### EXERCISE INSTRUCTIONS:
Convert every line of the rows below into a JSON list of strings, one string per line, and skip any blank lines. Leave the pictures out of the answer.

### WORKING DATA:
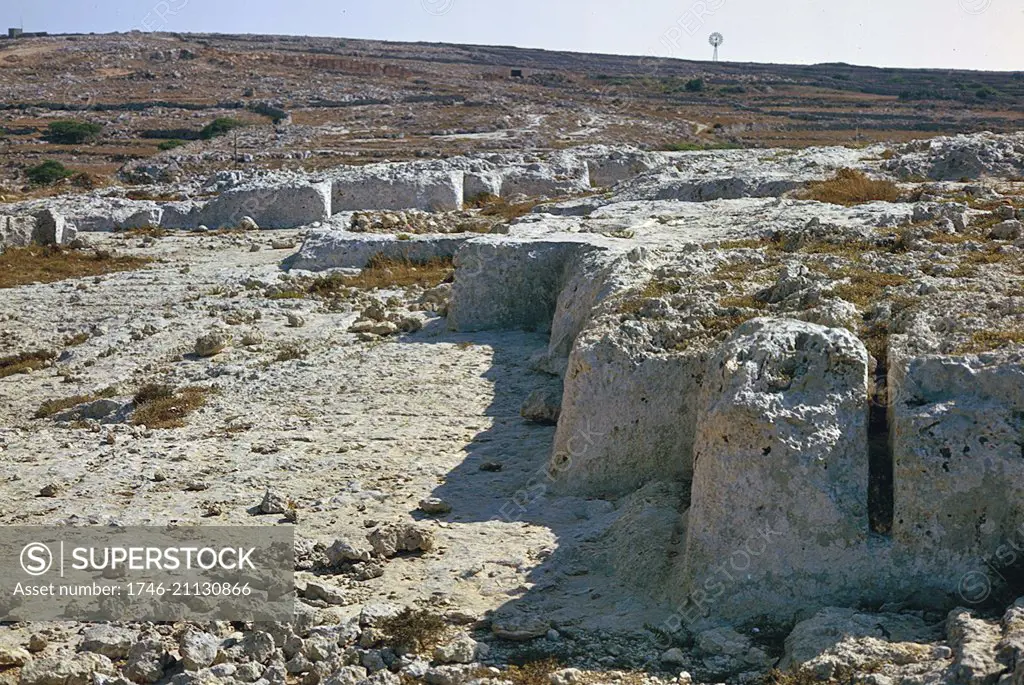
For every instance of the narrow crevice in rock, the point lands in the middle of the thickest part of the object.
(880, 454)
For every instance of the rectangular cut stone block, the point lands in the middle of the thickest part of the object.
(509, 284)
(285, 206)
(957, 437)
(778, 518)
(397, 187)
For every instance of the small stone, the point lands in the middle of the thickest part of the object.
(10, 655)
(460, 650)
(50, 489)
(110, 641)
(198, 649)
(384, 329)
(434, 506)
(325, 593)
(344, 551)
(410, 325)
(258, 646)
(361, 326)
(368, 570)
(394, 539)
(673, 656)
(146, 661)
(542, 407)
(519, 628)
(1007, 230)
(566, 677)
(210, 344)
(273, 503)
(252, 337)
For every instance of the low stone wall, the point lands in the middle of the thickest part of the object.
(16, 231)
(284, 206)
(957, 431)
(341, 249)
(397, 187)
(509, 284)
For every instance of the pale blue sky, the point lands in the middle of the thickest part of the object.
(966, 34)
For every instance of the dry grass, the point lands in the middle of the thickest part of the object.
(292, 350)
(20, 266)
(850, 186)
(532, 673)
(971, 263)
(741, 302)
(863, 287)
(986, 341)
(52, 407)
(384, 272)
(491, 205)
(77, 339)
(162, 407)
(414, 630)
(144, 231)
(26, 361)
(652, 290)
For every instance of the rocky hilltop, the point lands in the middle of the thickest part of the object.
(595, 414)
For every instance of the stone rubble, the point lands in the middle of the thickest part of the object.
(665, 462)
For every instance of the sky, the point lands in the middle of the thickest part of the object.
(941, 34)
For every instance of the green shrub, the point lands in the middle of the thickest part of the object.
(219, 126)
(48, 172)
(170, 144)
(70, 132)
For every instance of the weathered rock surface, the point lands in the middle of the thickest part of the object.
(780, 469)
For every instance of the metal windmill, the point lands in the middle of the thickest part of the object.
(716, 40)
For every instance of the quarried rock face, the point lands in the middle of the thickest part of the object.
(339, 249)
(397, 186)
(779, 497)
(509, 284)
(16, 231)
(282, 206)
(627, 419)
(957, 424)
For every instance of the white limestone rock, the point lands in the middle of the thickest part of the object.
(780, 471)
(395, 187)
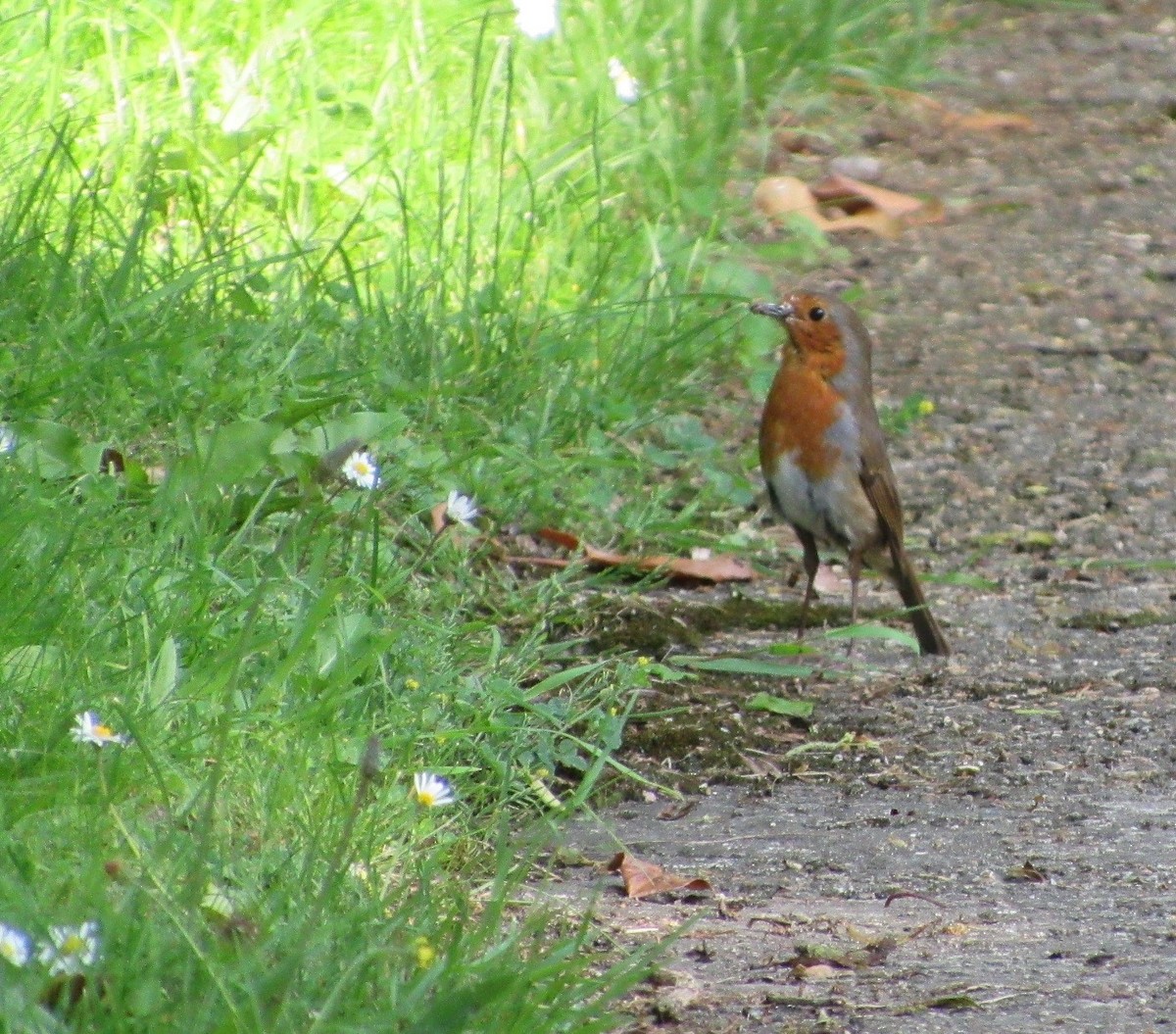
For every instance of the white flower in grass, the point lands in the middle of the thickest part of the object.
(16, 946)
(460, 510)
(433, 791)
(536, 18)
(72, 948)
(626, 86)
(363, 470)
(88, 728)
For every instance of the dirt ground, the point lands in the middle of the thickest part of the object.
(1017, 798)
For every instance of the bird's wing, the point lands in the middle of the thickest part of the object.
(879, 485)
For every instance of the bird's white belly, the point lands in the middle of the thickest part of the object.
(834, 510)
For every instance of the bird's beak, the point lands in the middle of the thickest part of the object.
(767, 309)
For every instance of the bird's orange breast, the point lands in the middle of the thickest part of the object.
(800, 411)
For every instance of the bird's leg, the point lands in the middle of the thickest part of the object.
(811, 562)
(856, 574)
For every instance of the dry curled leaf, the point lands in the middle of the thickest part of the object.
(851, 204)
(642, 879)
(714, 569)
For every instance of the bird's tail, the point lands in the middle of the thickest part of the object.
(927, 629)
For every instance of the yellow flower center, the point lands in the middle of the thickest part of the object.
(426, 953)
(75, 944)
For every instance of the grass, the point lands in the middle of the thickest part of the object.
(235, 239)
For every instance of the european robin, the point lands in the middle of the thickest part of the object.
(824, 459)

### RESPONSE TO THIS EXERCISE:
[
  "For every instance of the narrow crevice in rock, the point lands in the middle of the thickest part of the object.",
  "(880, 454)",
  "For every instance of the rectangular cut stone block, the point lands in the middle of the thickest part of the object.",
  "(509, 284)",
  "(285, 206)",
  "(957, 437)",
  "(778, 518)",
  "(397, 187)",
  "For every instance of the small stone, the point lands in the middle of the thickest part of the object.",
  "(10, 655)",
  "(460, 650)",
  "(50, 489)",
  "(110, 641)",
  "(198, 649)",
  "(384, 329)",
  "(434, 506)",
  "(325, 593)",
  "(344, 551)",
  "(410, 325)",
  "(258, 646)",
  "(361, 326)",
  "(368, 570)",
  "(394, 539)",
  "(673, 656)",
  "(146, 661)",
  "(542, 407)",
  "(519, 628)",
  "(1007, 230)",
  "(566, 677)",
  "(210, 344)",
  "(273, 503)",
  "(252, 337)",
  "For every instance of the low stone wall, the point lands in the middle of the thickest part of the object.",
  "(16, 231)",
  "(284, 206)",
  "(957, 431)",
  "(341, 249)",
  "(397, 187)",
  "(509, 284)",
  "For every instance of the pale blue sky, the point lands in the middle of the thickest part of the object.",
  "(966, 34)",
  "For every instance of the dry grass, the point lands in the middle of the thickest part of the object.",
  "(292, 350)",
  "(20, 266)",
  "(850, 186)",
  "(532, 673)",
  "(971, 263)",
  "(741, 302)",
  "(863, 287)",
  "(986, 341)",
  "(52, 407)",
  "(384, 272)",
  "(491, 205)",
  "(77, 339)",
  "(162, 407)",
  "(414, 630)",
  "(144, 231)",
  "(26, 361)",
  "(652, 290)",
  "For every instance of the rocky hilltop, the point lands in the middle of the thickest part of the object.",
  "(595, 414)",
  "For every instance of the stone rubble, the point lands in the middle of the thickest part of the object.",
  "(665, 462)",
  "For every instance of the sky, the point lands in the middle of the thickest part of the object.",
  "(941, 34)",
  "For every instance of the green shrub, the point lands in the middle of the thickest part of the object.",
  "(219, 126)",
  "(48, 172)",
  "(170, 144)",
  "(70, 132)",
  "For every instance of the weathered rock surface, the point lands in the middle of the thickest part of the object.",
  "(780, 469)",
  "For every instance of the metal windmill, the point lands in the middle of the thickest part of the object.",
  "(716, 40)",
  "For every instance of the quarried rock face, the point lands in the middle of the thickest part of the object.",
  "(339, 249)",
  "(397, 186)",
  "(779, 497)",
  "(509, 284)",
  "(16, 231)",
  "(282, 206)",
  "(627, 419)",
  "(957, 424)",
  "For every instance of the white limestone rock, the point lands in the middle of the thickest part of the object.",
  "(780, 471)",
  "(395, 187)",
  "For every instance of the white flower in grass, the point lands in the middle of the thickest part of the object.",
  "(16, 946)",
  "(460, 510)",
  "(433, 791)",
  "(536, 18)",
  "(72, 948)",
  "(626, 86)",
  "(363, 470)",
  "(88, 728)",
  "For every instance of the dirt ground, the point lands in the middle of the thickest part of the object.",
  "(1017, 798)",
  "For every instance of the bird's wing, the point lands in the middle of the thickest part of the object.",
  "(879, 485)",
  "For every instance of the bird's white belly, the point lands in the middle of the thickest part of the object.",
  "(834, 510)",
  "For every instance of the bird's beak, the point lands in the middle of the thickest part of the object.",
  "(767, 309)",
  "For every instance of the bird's orange breast, the point lands in the middle of the thickest part of the object.",
  "(800, 411)",
  "For every instance of the bird's leg, the point lands in the middle of the thickest part of the object.",
  "(811, 562)",
  "(856, 574)",
  "For every instance of the dry curled leaf, the point lands in the middle of the thickest part of the object.",
  "(851, 204)",
  "(642, 879)",
  "(714, 569)",
  "For every instance of the bird's tail, the point lands in the middle of the thickest part of the object.",
  "(927, 629)",
  "For every instance of the yellow flower center, the point lands in the middle of the thickest part of the object.",
  "(426, 953)",
  "(75, 944)",
  "For every instance of the grass, the point lands in the middle of the thickest part of the object.",
  "(235, 239)",
  "For every instance of the european robin, the point lands in the middle of the thickest part of the object.",
  "(824, 459)"
]